>> Start

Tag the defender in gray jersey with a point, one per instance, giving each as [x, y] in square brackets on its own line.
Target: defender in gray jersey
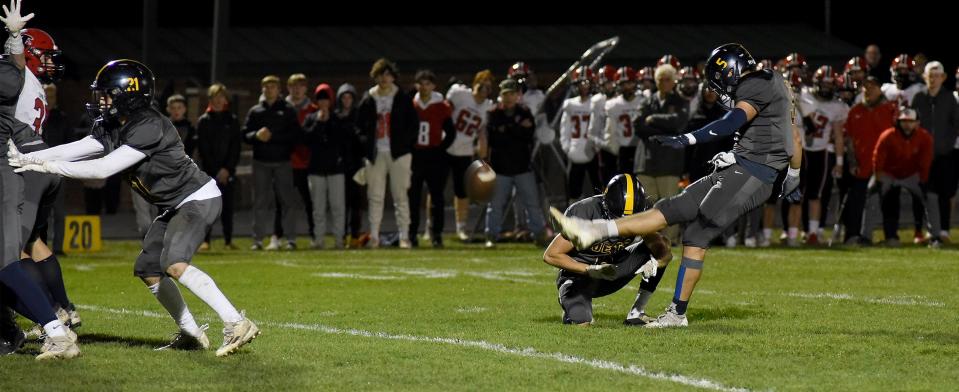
[762, 111]
[136, 140]
[607, 266]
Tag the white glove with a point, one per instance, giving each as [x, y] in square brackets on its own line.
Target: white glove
[648, 270]
[18, 159]
[723, 159]
[45, 167]
[602, 271]
[12, 18]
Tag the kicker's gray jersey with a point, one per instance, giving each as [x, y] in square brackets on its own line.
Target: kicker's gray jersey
[167, 175]
[767, 139]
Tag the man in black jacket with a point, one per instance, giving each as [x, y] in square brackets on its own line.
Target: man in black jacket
[430, 165]
[939, 114]
[389, 122]
[510, 130]
[329, 140]
[218, 143]
[664, 113]
[272, 128]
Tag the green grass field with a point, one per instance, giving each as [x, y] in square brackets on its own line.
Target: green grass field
[465, 318]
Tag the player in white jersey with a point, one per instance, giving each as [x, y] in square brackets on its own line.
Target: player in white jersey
[606, 82]
[470, 108]
[40, 190]
[574, 134]
[40, 53]
[824, 117]
[621, 111]
[905, 81]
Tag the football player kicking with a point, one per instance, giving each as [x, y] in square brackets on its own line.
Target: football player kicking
[607, 266]
[135, 139]
[768, 142]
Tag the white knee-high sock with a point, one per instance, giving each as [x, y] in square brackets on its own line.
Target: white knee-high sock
[204, 287]
[168, 294]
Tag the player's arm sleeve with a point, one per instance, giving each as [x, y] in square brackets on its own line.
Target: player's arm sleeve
[449, 133]
[754, 93]
[250, 127]
[610, 141]
[879, 154]
[100, 168]
[526, 134]
[81, 149]
[926, 153]
[292, 132]
[597, 123]
[191, 141]
[233, 153]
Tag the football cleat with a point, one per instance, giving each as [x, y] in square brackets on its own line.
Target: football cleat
[669, 319]
[237, 334]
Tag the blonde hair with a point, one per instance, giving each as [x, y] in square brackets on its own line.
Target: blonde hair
[381, 66]
[483, 76]
[666, 70]
[296, 78]
[216, 88]
[269, 79]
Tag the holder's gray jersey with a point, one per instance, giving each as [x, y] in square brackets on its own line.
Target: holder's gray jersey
[167, 175]
[767, 139]
[612, 250]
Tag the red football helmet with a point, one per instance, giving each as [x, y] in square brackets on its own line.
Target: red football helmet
[848, 83]
[825, 82]
[795, 60]
[903, 70]
[606, 73]
[780, 66]
[647, 74]
[795, 77]
[41, 54]
[582, 74]
[518, 70]
[626, 74]
[669, 59]
[766, 64]
[857, 63]
[902, 61]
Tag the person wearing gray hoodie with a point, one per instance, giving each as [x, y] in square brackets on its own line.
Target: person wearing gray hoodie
[387, 117]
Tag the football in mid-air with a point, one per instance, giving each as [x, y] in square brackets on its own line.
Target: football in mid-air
[480, 180]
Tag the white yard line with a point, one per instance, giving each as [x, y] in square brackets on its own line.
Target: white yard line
[527, 352]
[908, 300]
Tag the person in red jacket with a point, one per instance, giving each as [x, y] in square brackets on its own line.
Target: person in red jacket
[436, 133]
[865, 122]
[902, 159]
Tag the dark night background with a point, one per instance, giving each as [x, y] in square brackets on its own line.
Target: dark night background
[911, 27]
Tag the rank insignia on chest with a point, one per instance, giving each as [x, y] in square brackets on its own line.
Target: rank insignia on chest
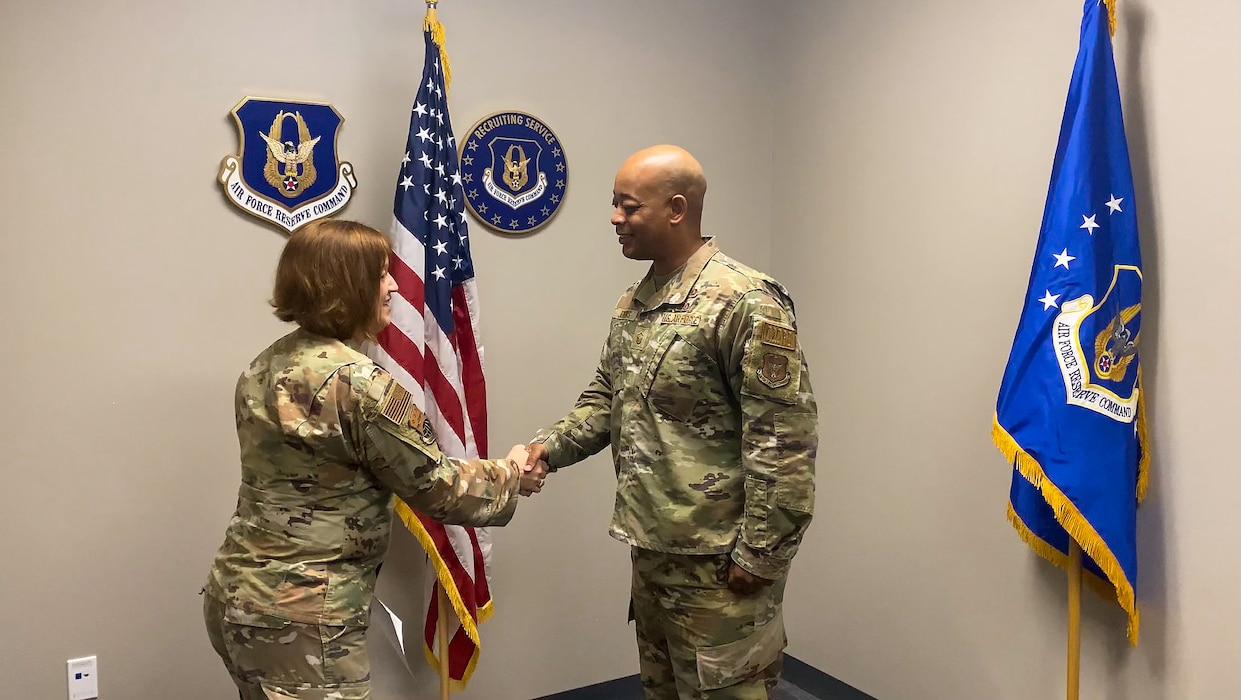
[773, 370]
[287, 170]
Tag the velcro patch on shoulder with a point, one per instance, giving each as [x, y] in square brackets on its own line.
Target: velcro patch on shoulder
[776, 334]
[397, 406]
[772, 365]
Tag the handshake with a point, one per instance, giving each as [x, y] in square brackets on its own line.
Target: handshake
[533, 462]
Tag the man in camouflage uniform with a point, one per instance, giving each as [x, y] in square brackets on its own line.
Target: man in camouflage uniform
[704, 395]
[327, 438]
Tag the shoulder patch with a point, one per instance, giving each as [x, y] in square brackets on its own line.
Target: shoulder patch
[776, 334]
[397, 406]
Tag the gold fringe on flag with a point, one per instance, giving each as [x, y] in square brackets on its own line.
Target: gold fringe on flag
[431, 22]
[1074, 523]
[446, 581]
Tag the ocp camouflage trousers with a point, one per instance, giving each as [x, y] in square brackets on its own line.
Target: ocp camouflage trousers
[271, 658]
[698, 639]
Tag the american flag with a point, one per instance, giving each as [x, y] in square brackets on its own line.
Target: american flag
[432, 348]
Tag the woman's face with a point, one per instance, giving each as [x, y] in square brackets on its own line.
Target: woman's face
[384, 313]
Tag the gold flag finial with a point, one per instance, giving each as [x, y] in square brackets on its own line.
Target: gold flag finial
[431, 22]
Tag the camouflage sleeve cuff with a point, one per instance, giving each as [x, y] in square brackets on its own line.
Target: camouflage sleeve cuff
[760, 564]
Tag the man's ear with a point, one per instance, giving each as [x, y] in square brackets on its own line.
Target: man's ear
[680, 206]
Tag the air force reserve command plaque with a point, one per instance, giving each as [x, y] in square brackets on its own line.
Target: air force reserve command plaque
[514, 173]
[287, 170]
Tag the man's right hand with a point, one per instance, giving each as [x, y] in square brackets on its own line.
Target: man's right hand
[536, 452]
[531, 477]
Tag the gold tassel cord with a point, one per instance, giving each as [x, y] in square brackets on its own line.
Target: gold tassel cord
[431, 22]
[1111, 16]
[446, 577]
[1143, 441]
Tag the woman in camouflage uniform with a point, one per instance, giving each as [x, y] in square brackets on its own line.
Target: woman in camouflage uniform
[327, 438]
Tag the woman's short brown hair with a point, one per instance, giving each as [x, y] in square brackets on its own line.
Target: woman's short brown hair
[328, 279]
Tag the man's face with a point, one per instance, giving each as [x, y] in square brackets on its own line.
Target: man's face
[639, 215]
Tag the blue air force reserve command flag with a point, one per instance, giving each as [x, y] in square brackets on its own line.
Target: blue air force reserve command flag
[1070, 413]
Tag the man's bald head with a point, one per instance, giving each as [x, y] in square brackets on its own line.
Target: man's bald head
[667, 171]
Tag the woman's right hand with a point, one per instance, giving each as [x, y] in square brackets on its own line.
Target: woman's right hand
[533, 474]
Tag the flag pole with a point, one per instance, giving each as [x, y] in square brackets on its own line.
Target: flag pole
[442, 636]
[1075, 617]
[431, 22]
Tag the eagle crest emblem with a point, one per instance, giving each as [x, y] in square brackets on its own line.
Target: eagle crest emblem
[514, 171]
[287, 170]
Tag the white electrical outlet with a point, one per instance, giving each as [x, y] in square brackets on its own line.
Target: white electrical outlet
[83, 678]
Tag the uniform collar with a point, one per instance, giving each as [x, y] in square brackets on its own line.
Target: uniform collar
[681, 284]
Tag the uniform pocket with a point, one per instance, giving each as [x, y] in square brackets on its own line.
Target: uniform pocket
[729, 664]
[758, 494]
[681, 380]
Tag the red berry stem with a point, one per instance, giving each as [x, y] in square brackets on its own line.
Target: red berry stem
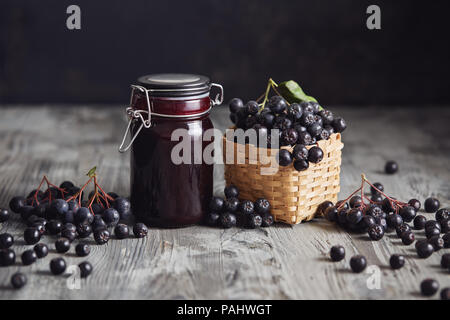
[79, 193]
[49, 184]
[393, 202]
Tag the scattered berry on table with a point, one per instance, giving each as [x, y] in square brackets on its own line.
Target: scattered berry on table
[355, 202]
[140, 230]
[415, 204]
[394, 220]
[97, 208]
[246, 207]
[216, 204]
[101, 236]
[431, 205]
[84, 230]
[445, 261]
[231, 204]
[254, 221]
[69, 234]
[7, 257]
[111, 217]
[123, 206]
[424, 249]
[376, 232]
[331, 214]
[432, 231]
[54, 227]
[18, 280]
[25, 212]
[236, 105]
[41, 250]
[446, 238]
[445, 294]
[323, 206]
[98, 223]
[408, 213]
[212, 219]
[228, 220]
[429, 287]
[437, 242]
[267, 220]
[404, 227]
[83, 215]
[113, 195]
[419, 222]
[16, 203]
[391, 167]
[121, 231]
[379, 187]
[6, 240]
[262, 206]
[4, 214]
[277, 104]
[367, 222]
[358, 263]
[31, 235]
[57, 266]
[62, 245]
[29, 257]
[58, 208]
[354, 216]
[407, 237]
[85, 269]
[445, 226]
[337, 253]
[432, 224]
[442, 215]
[82, 249]
[339, 125]
[69, 226]
[397, 261]
[66, 185]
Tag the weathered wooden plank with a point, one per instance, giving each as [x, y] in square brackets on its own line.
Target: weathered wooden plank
[199, 262]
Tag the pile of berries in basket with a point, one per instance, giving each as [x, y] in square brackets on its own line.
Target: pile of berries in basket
[299, 124]
[230, 212]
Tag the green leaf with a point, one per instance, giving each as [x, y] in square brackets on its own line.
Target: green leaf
[91, 172]
[292, 92]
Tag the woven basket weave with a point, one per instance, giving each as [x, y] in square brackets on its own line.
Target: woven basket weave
[294, 196]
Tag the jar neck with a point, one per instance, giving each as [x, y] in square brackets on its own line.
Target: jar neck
[175, 106]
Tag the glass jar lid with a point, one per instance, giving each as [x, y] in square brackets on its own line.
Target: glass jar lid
[175, 84]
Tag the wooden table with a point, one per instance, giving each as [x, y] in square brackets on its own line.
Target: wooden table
[281, 262]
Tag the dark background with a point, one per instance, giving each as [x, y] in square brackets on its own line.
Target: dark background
[323, 44]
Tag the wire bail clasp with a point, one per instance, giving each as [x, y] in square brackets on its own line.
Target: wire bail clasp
[134, 115]
[218, 100]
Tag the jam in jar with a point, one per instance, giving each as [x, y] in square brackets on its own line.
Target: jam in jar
[164, 192]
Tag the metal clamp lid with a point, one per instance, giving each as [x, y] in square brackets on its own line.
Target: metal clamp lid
[134, 115]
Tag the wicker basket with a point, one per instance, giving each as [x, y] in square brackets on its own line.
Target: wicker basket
[294, 196]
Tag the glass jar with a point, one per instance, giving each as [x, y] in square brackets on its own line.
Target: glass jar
[166, 193]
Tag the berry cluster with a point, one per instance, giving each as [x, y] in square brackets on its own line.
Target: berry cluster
[230, 212]
[380, 214]
[299, 125]
[63, 213]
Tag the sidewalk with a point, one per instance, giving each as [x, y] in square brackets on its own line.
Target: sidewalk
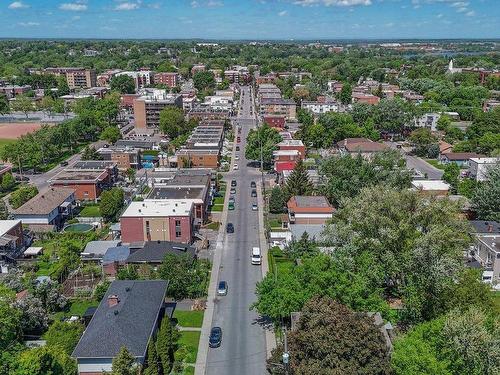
[270, 336]
[201, 358]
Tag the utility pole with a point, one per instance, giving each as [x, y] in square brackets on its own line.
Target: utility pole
[286, 356]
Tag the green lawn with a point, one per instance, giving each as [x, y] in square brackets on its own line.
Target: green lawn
[435, 163]
[189, 318]
[219, 200]
[188, 346]
[90, 211]
[217, 208]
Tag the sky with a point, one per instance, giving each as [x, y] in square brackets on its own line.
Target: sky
[250, 19]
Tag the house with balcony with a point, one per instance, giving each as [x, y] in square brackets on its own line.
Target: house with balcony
[48, 210]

>> End

# [Set problem]
Only the lines from the one containing "Tag the glass jar with" through the last line of the entries above belong in the copy; reproduce them exactly and drop every picture.

# [Full response]
Tag the glass jar with a point, one per instance, giving each as [x, y] in square brackets on its own line.
Target: glass jar
[166, 193]
Tag the berry cluster with a point, one per instance, giving each as [x, y] in square brackets on its own line.
Target: berry cluster
[230, 212]
[380, 214]
[299, 125]
[63, 213]
Tag the sidewalk with a point, one per instance, giving each as [x, y] in square brackets on its own line.
Target: sidewalk
[270, 336]
[201, 358]
Tag the utility pole with a point, one per instance, giving each as [x, y] in square brackets on its own line.
Target: utility pole
[286, 356]
Tag the green lawn with a point, one per instance, giving each as [x, y] in square brackets on its own line.
Target: green lawn
[435, 163]
[189, 318]
[219, 200]
[188, 346]
[90, 211]
[217, 208]
Tag the sky with a point, one per instance, giving each as [x, y] in square brackets on its own line.
Target: sky
[250, 19]
Tag the house with balcony with a point, one per instance, giving each as [x, y] in square brackets on its own line.
Target: house with balcony
[48, 210]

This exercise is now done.